Friday, December 15, 2017

The Marks of Chatham County, North Carolina


For updated research be sure to read the Blog, I found your daddy, William Buck Marks

Family history and the death certificate of my second great grandfather, Tom Marks, says that my third great grandfather, William Buck Marks’, place of birth is Chatham County, NC. I have been working under that assumption and have been researching the Marks families of Chatham in an attempt to connect the Marks of Montgomery and Chatham together. I must admit, that I have not had much luck yet; I am not closed to the possibility that my William Marks is from somewhere altogether different and do, when time permits, explore other areas, but, my main focus right now is Chatham County.

------------------------------------------------------------

* Directive *
According to the blog post on the Marks of Chatham County, which document lists Chatham County, NC, as William Buck Marks' place of birth, along with family history?

* Data block *
------------------------------------------------------------

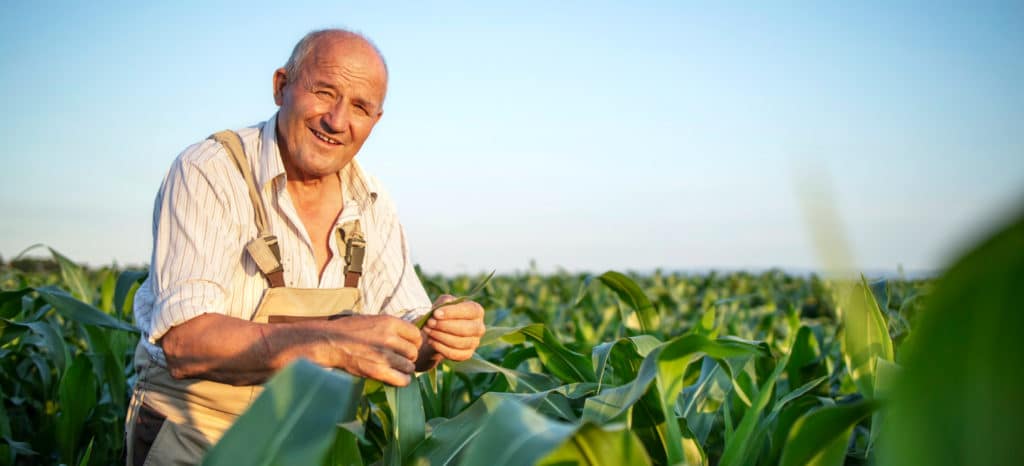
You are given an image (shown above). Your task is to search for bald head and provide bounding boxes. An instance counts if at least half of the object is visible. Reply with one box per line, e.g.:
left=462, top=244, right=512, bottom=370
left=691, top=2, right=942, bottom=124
left=285, top=29, right=388, bottom=92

------------------------------------------------------------

* Result *
The death certificate of Tom Marks, the writer's second great grandfather.